== Passage

View Full Version : Recommend books on edible plants?
Hi everyone, I'm a new member around here. You seem like a friendly bunch so I thought I should bother you with my question :-D
I've been on the lookout for a book that can point me in the right direction for making meals entirely from things available in the wild. It needs to cover everything from identifying the plant to me eating it, and wondered if any of you could recommend one?
I spent a few hours in Waterstones this morning and the staff were incredibly helpful. Unfortunately the closest book I could find was "Food for Free" by Richard Mabey (2nd edition). Although a fantastic book, the recipes were along the lines of "take the berries, saute it in some wine and add butter, before adding to the oven covered in leaves". Not ideal when all you have is a 5x5 tarp and two mess tins.
I'd be grateful if anyone could help out, either with a book title or even some field notes they've taken in the past.
hmmm, I haven't seen a book which would exactly fit your needs. The Mabey book is probably closest.
Roger Phillips' book: "Wild Food" has loads of recipes, but I guess mostly kitchen based.
Hugh Fearsome-Whatsisname has loads of recipes in his River Cottage Cookbook and his website (http://www.rivercottage.net/index.jsp) is full of useful info and a " What's good now" section
Oh, and Welcome :-D
Hi and welcome to BCUK :-)

====

From the forum thread about books on edible plants, copy word for word the stretch that begins with the words "Hi everyone, I'm" and ends with "two mess tins.". The data below come from a different source than this text.

== Exercise data

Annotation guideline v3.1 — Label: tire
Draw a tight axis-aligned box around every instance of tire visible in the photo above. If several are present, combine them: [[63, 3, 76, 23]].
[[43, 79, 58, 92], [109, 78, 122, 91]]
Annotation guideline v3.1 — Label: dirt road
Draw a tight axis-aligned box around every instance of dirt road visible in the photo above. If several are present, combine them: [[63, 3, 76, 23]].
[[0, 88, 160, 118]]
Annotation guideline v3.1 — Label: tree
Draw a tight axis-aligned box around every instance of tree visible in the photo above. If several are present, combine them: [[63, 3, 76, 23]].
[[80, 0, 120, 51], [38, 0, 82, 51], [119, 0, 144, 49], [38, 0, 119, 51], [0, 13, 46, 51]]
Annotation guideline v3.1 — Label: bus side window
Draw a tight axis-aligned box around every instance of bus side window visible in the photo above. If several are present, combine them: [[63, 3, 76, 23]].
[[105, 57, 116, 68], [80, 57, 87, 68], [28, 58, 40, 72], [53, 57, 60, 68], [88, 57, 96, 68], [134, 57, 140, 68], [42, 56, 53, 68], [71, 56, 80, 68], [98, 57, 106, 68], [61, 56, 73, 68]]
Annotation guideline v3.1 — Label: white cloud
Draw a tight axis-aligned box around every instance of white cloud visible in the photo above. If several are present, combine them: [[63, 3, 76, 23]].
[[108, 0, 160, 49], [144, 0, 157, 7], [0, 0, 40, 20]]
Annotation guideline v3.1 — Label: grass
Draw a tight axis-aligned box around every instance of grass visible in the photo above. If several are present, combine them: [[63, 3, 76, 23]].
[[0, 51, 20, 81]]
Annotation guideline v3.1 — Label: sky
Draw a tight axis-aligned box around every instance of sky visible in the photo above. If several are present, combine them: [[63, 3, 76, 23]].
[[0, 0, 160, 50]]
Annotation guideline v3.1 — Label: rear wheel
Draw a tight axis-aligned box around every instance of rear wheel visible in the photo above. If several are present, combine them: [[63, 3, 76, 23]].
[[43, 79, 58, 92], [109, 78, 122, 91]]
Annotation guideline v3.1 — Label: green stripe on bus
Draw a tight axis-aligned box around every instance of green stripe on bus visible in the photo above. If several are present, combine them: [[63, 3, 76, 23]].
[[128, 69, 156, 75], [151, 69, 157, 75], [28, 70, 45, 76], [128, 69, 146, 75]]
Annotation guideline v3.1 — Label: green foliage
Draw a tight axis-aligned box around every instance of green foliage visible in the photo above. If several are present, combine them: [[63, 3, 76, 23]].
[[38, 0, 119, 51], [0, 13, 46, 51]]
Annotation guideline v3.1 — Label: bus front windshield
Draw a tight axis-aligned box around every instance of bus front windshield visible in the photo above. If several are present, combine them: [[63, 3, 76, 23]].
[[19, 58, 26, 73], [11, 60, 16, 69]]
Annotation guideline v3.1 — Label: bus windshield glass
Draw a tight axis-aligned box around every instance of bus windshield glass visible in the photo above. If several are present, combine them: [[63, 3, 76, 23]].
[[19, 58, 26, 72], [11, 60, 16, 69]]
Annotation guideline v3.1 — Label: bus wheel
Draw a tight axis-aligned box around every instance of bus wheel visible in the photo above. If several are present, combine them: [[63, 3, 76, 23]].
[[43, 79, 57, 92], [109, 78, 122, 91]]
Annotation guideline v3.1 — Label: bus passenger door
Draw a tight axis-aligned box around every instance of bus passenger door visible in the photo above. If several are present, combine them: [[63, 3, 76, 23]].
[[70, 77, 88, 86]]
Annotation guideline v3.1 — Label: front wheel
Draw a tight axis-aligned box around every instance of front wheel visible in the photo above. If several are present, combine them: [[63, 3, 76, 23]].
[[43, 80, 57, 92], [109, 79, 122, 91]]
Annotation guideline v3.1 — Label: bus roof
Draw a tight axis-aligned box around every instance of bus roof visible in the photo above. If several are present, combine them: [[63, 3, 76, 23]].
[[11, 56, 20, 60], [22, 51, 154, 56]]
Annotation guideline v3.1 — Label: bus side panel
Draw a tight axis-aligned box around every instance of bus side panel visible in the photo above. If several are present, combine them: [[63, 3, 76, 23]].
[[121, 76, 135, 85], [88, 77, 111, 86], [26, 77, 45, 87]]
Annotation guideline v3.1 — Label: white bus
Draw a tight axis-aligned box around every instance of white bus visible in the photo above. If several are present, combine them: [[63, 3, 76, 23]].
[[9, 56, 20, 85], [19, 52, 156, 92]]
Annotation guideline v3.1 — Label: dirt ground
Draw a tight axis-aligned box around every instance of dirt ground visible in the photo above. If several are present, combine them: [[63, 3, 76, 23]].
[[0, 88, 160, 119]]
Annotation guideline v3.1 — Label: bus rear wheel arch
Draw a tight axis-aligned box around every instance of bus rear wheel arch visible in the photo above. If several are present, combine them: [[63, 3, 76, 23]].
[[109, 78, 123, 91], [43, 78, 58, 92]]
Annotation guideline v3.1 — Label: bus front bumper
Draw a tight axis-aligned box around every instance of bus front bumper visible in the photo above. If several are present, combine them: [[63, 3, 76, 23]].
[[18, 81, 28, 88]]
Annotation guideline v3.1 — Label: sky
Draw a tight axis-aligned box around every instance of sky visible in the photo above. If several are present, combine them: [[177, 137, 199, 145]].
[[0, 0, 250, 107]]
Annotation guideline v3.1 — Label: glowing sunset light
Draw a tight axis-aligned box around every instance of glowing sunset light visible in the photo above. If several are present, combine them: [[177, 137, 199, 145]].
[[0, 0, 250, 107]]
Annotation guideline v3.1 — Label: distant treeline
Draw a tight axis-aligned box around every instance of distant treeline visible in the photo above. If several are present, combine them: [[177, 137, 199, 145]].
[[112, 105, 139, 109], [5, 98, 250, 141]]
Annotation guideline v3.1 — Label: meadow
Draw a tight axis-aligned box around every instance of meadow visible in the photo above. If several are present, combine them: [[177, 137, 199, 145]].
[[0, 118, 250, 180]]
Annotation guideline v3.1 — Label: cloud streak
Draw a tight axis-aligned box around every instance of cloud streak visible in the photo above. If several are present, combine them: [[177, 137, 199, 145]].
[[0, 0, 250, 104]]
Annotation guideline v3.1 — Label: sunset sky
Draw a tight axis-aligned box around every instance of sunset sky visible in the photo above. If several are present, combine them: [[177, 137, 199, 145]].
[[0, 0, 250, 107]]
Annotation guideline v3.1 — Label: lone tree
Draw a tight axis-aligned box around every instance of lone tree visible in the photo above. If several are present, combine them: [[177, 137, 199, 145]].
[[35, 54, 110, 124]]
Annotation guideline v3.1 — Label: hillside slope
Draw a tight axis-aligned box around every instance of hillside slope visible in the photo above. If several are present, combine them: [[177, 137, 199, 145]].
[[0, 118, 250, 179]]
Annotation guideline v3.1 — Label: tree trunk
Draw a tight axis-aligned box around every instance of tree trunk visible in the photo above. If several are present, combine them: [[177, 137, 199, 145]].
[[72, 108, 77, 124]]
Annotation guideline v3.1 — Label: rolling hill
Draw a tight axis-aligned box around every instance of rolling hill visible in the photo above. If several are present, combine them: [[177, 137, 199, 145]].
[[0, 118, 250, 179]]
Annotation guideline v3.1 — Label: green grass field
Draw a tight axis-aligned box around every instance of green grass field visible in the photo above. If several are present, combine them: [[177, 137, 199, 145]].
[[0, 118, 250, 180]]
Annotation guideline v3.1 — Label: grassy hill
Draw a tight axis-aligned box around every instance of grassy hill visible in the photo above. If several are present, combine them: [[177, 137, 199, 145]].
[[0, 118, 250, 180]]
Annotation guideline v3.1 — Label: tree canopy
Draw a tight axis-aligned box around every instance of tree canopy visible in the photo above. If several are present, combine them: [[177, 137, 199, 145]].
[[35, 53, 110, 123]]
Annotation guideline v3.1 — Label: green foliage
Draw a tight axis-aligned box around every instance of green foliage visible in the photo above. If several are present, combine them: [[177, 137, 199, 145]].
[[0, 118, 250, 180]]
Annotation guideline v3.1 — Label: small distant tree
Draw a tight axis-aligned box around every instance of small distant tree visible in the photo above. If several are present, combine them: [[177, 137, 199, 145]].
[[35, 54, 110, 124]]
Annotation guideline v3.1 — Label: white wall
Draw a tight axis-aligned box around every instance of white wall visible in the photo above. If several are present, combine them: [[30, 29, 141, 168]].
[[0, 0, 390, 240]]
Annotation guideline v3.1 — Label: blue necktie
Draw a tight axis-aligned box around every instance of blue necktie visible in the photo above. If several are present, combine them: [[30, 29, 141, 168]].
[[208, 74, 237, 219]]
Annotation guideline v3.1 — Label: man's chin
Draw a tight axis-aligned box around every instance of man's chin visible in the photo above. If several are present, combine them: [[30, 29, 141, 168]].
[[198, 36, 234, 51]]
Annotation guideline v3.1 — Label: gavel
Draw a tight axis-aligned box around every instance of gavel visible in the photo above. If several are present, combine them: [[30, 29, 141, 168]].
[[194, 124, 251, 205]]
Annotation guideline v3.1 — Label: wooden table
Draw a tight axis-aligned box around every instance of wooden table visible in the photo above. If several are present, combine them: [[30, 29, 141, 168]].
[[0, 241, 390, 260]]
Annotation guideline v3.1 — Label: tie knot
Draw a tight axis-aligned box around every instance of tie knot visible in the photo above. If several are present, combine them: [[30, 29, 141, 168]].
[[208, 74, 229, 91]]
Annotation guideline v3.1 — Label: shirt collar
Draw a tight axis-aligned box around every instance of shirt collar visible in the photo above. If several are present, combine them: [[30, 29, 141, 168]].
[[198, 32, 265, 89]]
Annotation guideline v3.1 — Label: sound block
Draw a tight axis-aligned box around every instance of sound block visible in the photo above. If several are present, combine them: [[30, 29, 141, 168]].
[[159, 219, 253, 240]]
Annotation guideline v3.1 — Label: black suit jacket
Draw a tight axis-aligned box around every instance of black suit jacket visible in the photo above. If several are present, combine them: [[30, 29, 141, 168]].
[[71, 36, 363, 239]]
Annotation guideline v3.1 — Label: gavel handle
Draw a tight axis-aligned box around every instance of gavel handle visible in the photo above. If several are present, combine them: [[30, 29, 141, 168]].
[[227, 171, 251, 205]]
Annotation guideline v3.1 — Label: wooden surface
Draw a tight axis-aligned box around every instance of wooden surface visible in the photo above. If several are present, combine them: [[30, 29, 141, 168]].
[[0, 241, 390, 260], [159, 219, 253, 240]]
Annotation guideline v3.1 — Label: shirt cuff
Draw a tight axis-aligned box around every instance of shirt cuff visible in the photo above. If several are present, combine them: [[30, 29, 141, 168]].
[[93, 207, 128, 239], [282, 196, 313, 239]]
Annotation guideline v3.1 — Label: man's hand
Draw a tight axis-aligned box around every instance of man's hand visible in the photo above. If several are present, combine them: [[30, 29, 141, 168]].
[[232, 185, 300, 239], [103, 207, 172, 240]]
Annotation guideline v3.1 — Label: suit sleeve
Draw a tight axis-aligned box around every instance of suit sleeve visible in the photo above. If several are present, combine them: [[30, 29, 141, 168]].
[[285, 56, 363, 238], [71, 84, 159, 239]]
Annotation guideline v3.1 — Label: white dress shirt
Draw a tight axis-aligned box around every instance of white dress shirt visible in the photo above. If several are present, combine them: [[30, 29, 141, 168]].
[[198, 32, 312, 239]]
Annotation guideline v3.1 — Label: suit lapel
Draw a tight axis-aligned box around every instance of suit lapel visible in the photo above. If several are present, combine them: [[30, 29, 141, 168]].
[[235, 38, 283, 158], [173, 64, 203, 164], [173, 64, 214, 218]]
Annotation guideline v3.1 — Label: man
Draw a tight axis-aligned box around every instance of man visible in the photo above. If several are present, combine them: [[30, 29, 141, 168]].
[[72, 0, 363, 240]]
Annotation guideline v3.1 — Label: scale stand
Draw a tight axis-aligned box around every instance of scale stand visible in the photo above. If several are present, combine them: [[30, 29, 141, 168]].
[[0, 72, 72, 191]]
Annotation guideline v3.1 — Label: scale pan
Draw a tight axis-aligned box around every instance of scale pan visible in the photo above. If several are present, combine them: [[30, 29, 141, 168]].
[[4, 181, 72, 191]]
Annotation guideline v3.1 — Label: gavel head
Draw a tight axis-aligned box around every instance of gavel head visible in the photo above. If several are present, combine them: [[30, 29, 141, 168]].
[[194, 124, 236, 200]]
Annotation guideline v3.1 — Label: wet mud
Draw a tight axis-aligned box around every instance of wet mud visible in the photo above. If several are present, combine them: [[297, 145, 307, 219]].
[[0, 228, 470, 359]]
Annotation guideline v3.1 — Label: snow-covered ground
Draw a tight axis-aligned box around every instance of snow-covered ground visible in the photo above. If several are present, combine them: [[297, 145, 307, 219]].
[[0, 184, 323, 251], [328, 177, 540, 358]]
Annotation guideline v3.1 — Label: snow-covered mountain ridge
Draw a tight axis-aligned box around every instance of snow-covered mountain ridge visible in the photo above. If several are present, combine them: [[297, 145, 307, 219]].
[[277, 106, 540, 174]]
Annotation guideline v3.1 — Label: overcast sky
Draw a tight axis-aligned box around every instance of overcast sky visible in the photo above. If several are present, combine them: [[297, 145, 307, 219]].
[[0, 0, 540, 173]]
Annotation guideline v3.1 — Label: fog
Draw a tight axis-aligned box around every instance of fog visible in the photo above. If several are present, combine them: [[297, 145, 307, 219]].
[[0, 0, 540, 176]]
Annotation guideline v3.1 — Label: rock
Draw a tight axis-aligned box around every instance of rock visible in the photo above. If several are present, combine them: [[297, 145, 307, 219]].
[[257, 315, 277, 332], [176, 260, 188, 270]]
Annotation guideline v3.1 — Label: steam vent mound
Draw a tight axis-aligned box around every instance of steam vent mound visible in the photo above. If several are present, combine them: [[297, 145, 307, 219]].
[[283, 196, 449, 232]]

====

Solution to this exercise ▸
Hi everyone, I'm a new member around here. You seem like a friendly bunch so I thought I should bother you with my question :-D
I've been on the lookout for a book that can point me in the right direction for making meals entirely from things available in the wild. It needs to cover everything from identifying the plant to me eating it, and wondered if any of you could recommend one?
I spent a few hours in Waterstones this morning and the staff were incredibly helpful. Unfortunately the closest book I could find was "Food for Free" by Richard Mabey (2nd edition). Although a fantastic book, the recipes were along the lines of "take the berries, saute it in some wine and add butter, before adding to the oven covered in leaves". Not ideal when all you have is a 5x5 tarp and two mess tins.